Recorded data
┄┄┄┄┄┄┄┄┄┄
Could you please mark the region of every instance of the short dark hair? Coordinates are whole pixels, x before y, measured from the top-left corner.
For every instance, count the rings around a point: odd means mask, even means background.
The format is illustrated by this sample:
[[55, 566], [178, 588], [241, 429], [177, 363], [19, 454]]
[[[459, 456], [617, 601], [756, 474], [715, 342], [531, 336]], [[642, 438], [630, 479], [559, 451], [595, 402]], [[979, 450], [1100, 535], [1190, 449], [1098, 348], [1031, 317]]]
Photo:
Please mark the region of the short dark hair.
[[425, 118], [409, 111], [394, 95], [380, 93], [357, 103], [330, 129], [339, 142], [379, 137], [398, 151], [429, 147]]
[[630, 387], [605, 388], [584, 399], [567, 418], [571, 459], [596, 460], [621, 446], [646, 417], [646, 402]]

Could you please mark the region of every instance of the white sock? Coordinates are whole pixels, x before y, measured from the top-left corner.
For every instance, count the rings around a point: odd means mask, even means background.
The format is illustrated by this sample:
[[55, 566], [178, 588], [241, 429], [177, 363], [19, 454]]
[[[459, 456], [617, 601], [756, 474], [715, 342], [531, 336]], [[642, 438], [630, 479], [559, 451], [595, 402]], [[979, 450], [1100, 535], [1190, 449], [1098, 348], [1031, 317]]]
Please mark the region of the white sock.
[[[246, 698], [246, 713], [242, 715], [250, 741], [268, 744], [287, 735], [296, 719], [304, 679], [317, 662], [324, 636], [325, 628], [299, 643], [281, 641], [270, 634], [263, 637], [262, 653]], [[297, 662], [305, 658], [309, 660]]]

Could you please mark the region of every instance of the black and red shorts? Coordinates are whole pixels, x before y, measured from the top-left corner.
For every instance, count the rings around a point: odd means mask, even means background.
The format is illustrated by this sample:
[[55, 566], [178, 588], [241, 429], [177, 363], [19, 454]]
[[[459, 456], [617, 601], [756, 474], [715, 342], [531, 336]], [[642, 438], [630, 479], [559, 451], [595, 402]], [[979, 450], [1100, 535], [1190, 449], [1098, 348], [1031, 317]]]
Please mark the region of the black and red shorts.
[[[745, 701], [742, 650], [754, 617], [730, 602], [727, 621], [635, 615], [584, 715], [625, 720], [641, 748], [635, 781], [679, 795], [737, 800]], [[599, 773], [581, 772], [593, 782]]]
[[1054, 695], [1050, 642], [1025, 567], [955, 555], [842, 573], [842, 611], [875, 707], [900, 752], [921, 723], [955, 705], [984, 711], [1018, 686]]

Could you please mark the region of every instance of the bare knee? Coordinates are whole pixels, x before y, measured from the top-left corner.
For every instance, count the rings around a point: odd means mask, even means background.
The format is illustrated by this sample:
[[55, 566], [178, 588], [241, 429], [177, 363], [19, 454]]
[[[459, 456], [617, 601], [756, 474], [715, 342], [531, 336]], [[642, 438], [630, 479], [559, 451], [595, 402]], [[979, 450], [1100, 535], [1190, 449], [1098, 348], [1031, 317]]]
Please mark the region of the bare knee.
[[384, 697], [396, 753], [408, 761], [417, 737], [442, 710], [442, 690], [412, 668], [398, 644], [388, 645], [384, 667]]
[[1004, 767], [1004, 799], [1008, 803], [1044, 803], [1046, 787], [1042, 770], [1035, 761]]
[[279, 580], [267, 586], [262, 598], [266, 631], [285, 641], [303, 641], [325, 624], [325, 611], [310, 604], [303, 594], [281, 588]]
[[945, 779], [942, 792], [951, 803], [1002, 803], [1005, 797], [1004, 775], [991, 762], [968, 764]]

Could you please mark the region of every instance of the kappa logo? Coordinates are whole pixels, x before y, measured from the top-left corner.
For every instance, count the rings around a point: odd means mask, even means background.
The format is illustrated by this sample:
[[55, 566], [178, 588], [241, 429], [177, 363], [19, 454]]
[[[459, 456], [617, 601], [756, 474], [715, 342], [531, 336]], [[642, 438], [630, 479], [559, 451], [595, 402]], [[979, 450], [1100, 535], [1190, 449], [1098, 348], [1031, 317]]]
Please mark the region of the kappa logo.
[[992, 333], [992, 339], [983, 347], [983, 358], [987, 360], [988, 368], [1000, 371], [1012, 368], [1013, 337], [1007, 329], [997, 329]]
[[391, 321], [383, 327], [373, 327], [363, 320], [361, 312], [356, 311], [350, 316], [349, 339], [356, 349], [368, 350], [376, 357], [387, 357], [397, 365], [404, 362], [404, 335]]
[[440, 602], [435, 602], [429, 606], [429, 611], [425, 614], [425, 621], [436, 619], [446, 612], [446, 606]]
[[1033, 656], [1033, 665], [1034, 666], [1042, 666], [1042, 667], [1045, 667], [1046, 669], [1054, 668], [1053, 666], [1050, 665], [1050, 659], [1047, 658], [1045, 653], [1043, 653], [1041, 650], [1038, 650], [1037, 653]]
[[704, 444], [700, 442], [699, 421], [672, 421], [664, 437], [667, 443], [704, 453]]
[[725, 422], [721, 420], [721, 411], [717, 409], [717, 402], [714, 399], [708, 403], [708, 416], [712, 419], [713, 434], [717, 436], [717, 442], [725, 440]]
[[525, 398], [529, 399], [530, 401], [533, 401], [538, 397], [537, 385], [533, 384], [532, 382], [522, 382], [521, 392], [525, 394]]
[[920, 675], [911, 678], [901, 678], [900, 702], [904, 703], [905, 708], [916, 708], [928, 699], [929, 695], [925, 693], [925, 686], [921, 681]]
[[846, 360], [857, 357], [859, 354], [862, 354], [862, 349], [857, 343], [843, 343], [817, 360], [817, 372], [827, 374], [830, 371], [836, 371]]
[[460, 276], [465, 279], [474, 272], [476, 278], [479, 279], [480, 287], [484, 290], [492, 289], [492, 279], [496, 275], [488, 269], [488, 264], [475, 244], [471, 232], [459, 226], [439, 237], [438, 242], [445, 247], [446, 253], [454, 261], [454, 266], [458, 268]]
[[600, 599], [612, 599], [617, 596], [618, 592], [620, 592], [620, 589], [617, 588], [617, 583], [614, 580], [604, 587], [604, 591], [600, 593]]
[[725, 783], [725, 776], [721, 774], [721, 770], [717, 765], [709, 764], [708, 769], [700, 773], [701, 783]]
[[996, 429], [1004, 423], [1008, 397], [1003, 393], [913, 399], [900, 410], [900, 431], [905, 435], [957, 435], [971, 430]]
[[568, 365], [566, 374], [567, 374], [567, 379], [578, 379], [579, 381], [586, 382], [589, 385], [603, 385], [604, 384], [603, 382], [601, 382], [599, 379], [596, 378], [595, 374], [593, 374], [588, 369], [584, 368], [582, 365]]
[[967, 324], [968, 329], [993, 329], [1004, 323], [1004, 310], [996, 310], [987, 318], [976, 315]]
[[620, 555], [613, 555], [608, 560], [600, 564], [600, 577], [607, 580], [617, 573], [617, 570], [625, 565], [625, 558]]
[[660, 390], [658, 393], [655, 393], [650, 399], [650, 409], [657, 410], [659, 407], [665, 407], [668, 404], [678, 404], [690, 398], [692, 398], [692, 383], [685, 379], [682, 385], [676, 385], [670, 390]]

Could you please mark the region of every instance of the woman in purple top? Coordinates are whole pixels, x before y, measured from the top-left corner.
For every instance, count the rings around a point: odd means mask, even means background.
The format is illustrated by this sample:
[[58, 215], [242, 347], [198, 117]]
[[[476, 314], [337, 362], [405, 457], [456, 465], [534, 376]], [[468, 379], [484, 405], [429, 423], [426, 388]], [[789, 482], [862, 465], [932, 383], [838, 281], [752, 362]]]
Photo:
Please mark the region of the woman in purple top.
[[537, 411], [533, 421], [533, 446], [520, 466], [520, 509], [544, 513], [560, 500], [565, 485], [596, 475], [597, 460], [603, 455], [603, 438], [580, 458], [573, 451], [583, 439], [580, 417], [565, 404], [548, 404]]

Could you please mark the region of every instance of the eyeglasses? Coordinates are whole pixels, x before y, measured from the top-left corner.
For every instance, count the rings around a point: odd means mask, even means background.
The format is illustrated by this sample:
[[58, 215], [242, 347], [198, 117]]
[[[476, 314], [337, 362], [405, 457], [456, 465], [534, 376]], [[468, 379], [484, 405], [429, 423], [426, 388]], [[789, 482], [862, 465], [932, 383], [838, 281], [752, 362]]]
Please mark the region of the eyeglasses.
┄┄┄┄┄┄┄┄┄┄
> What you should do: Whenever "measured" occurs in a line above, copy that line.

> Response:
Could you please mark the region of every instance of the short dark hair? Coordinates are whole pixels, x before y, measured from the top-left corner.
Could you please mark the region of every instance of the white sock? Coordinates are whole pixels, x before y, measured from the top-left corner.
Could you please mark the region of every instance of the black and red shorts? Coordinates are whole pixels, x before y, measured from the top-left corner.
Could you please mark the region of every instance of the bare knee? Coordinates are whole pixels, x before y, measured from the top-left corner.
Could you please mark the region of every instance of the kappa logo? Coordinates are whole pixels, x before y, measured from the top-left corner.
Could you please mark the region of every instance of the woman in purple top? Coordinates are whole pixels, x before y, measured from the top-left corner.
Could you please mark the region of every instance of the eyeglasses? Coordinates are whole pixels, x before y, measured from the top-left corner.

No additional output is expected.